» What you have to do:
The records that follow are to be transcribed in full, leaving out each picture.

» Supplied records:
----

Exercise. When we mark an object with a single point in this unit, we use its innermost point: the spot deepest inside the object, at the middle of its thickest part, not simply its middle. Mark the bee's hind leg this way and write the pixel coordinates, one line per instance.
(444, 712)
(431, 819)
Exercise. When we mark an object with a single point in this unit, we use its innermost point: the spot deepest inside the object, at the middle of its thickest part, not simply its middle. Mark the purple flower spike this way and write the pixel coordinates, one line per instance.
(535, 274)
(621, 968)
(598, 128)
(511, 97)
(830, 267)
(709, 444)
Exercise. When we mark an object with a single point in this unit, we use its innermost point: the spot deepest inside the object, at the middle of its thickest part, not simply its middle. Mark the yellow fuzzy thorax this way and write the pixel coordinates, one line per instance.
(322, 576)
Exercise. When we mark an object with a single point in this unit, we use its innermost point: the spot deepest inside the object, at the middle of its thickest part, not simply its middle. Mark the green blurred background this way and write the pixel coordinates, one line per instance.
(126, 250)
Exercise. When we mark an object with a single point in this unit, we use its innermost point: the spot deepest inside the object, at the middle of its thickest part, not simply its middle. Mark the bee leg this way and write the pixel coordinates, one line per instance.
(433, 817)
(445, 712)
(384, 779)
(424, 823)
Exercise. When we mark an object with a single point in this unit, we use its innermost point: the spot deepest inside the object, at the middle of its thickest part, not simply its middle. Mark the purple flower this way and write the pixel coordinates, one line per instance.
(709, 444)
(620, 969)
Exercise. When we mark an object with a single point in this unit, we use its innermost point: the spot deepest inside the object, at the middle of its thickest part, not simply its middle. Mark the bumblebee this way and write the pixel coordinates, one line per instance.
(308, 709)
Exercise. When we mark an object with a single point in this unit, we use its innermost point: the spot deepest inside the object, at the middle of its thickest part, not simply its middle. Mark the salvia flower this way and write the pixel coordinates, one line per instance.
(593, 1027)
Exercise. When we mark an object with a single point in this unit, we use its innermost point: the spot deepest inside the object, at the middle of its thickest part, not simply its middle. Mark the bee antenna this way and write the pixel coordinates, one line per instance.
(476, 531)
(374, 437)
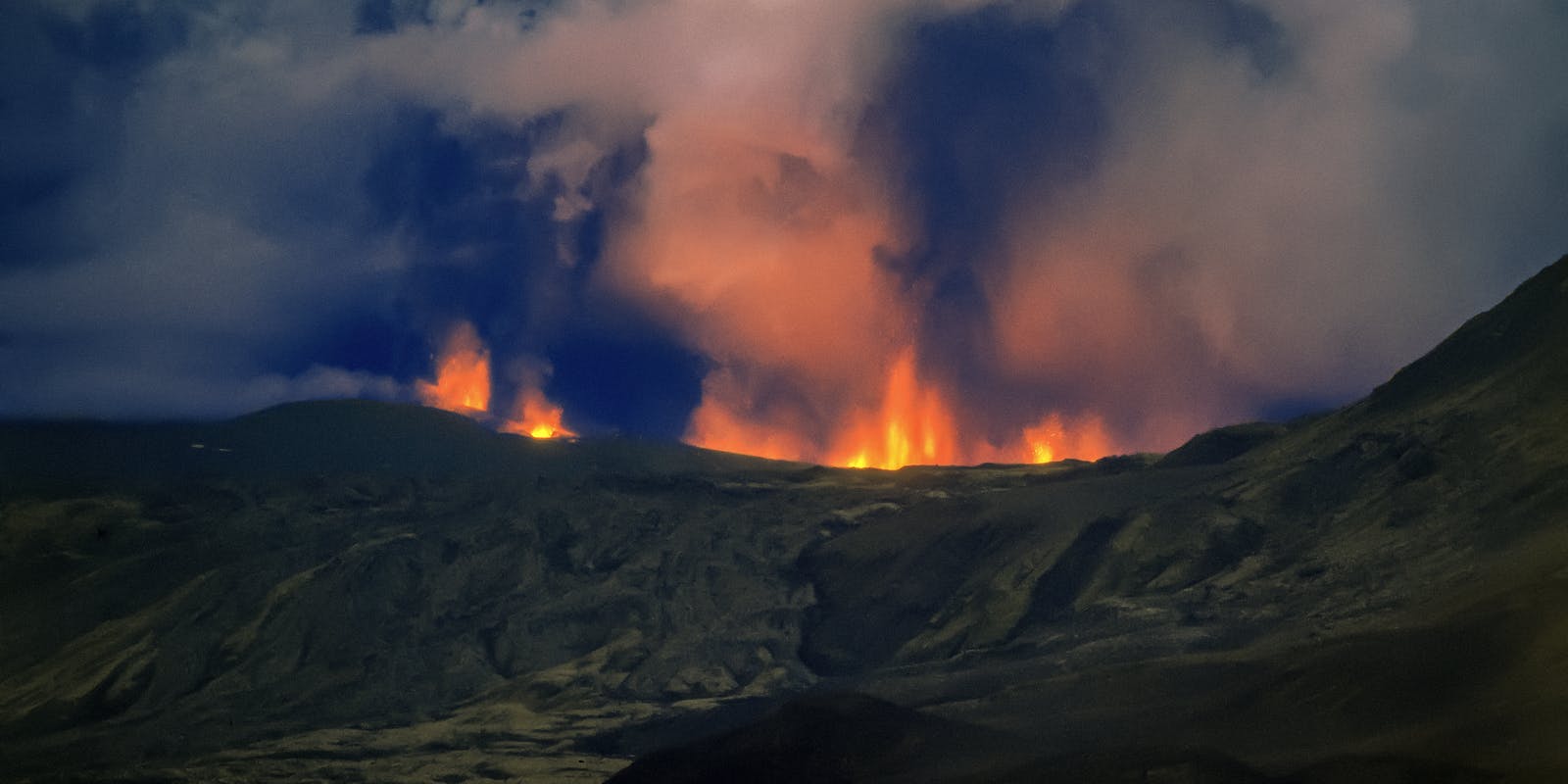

----

» Exercise result:
Exercise. When we mark an object with a single point in this unit, we use its innermost point: the spot deepest inside the object, at the middle of its thickest part, not simply its middle. Mark the bee's hind leg this way and write the pixel coordinates, one line per instance.
(444, 712)
(431, 819)
Exercise. When we mark an object with a single point in this unit, we use its innermost point: the spot deepest inside the object, at the middle of its thickest part, not simply its middle. Mark the purple flower spike this way and write the pixel coordinates, one line per instance.
(535, 274)
(621, 968)
(598, 128)
(511, 97)
(830, 267)
(709, 444)
Exercise. When we mark an object with a single point in this unit, we use its innermost point: the spot deepest inside the object, at the middle of its thickest part, not simply its middle. Mark the yellow fuzzy thorax this way and write the pixel coordinates, one line per instance.
(322, 576)
Exercise. When we mark an object with a single point in this unit, we use its innermost point: the spot deepest inside the object, at the middle of its thickest part, not simply its middle. Mark the green blurred background this way and write the pixel coordinates, one line per instance.
(126, 250)
Exercise. When we mark an object with a single point in this unit, we use its innermost point: the spot deepest inside the object, at the middle of its thickest part, not simply its middle. Mark the bee leg this way and write the pixel coordinates, one line per instance.
(433, 817)
(445, 712)
(384, 779)
(424, 823)
Exercise. When we mark an object with a single point in this unit, we use its innermost point: the spot deepest inside the object, at the middle of its thickest part, not simply its middle. Mark the purple flower this way and write the pixel coordinates, one line per instance.
(709, 444)
(620, 969)
Exercise. When we mark an object with a single point in this unit, we use its innermost point: the spot deepest inside the object, at the middle of its thickest part, not simply its middle. Mark the bumblebee this way and write the pixel coordinates, one line per instance.
(308, 709)
Exercise. When we mark an object with a single point in this unit, we use its innermost point: the spot deepest inside the object, at the middle of its thickest part, not simply its middle. Mark the salvia flower this way and write the pixel coordinates, one line per instance.
(593, 1027)
Exercise. When we mark an object with a single point in this unit, we use its innermost point: the spot deepest inside the object, at the middle of its thickest part, not simply its middle. Mark the bee antenna this way and write the pixel coordinates, one line per instance.
(476, 531)
(374, 437)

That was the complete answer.